_Challenge_: Write out the lines below as a numbered list, skipping any blank lines.

— start of Exercise input —

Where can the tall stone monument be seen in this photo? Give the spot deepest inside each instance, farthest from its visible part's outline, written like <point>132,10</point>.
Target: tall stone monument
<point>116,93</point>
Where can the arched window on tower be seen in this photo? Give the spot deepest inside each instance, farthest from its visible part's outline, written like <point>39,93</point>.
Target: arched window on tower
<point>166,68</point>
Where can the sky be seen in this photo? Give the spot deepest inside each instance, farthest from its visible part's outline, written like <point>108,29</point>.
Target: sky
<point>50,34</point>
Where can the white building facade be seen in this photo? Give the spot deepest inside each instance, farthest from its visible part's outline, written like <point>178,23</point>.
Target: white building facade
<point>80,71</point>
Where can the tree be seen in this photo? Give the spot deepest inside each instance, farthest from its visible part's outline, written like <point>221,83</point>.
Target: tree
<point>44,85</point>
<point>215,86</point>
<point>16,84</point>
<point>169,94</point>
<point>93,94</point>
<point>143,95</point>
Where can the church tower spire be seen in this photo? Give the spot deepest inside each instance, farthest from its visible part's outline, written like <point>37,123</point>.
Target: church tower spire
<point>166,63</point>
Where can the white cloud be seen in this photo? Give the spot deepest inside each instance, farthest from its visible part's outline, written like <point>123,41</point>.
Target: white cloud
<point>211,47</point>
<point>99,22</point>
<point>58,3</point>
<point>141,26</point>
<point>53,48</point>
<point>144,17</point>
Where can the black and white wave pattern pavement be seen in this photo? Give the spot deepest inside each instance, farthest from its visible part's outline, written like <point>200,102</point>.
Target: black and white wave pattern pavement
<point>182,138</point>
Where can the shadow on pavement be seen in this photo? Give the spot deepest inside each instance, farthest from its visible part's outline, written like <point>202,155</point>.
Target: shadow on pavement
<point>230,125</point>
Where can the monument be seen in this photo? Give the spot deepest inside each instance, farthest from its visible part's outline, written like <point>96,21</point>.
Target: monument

— end of Exercise input —

_Result of this task_:
1. Where can the tall stone monument be seen in this photo? Give the spot deepest inside each instance, farthest from its visible part's outline, written like <point>132,10</point>.
2. Target: tall stone monument
3. <point>116,93</point>
4. Where can the arched window on tower be seen in this photo? Give the spot deepest inside each instance, farthest from its visible part's outline, written like <point>39,93</point>.
5. Target: arched window on tower
6. <point>166,68</point>
7. Where can the sky be seen in this photo? Give the spot deepest inside each instance, farthest from its visible part's outline, written like <point>108,29</point>.
8. Target: sky
9. <point>50,34</point>
10. Where can the white building facade be seen in this photo? Give the spot deepest inside each instance, farthest from its visible part's outline, written like <point>178,23</point>.
11. Target: white building facade
12. <point>80,71</point>
13. Where can the tree be seen in this photo? Give the spot deepest inside each instance, farthest from its visible part's outline, written like <point>221,83</point>.
14. Target: tree
15. <point>44,85</point>
16. <point>215,86</point>
17. <point>16,84</point>
18. <point>169,94</point>
19. <point>93,94</point>
20. <point>143,95</point>
21. Where can the church tower spire be seen in this photo? Give the spot deepest inside each instance, farthest from its visible part's outline, written like <point>37,123</point>.
22. Target: church tower spire
23. <point>166,63</point>
24. Where can the white cloud be seen in this photo? Give the spot deepest inside each instance, farthest from its visible part's outline, written like <point>123,41</point>.
25. Target: white cloud
26. <point>211,47</point>
27. <point>99,22</point>
28. <point>58,3</point>
29. <point>141,26</point>
30. <point>53,48</point>
31. <point>144,17</point>
32. Where can the black and white wave pattern pavement be seen in this photo? Give the spot deepest inside each instance, farthest from its visible part's outline, written like <point>200,102</point>.
33. Target: black and white wave pattern pavement
34. <point>182,138</point>
35. Where can the shadow on pavement be seen in this photo? Give the spot deepest inside each instance, farthest from its visible part's outline, written like <point>202,155</point>.
36. Target: shadow on pavement
37. <point>230,125</point>
38. Where can the monument be seen in this photo? Give the spot deepest inside each instance, farthest from its visible part's outline, written like <point>96,21</point>.
39. Target: monument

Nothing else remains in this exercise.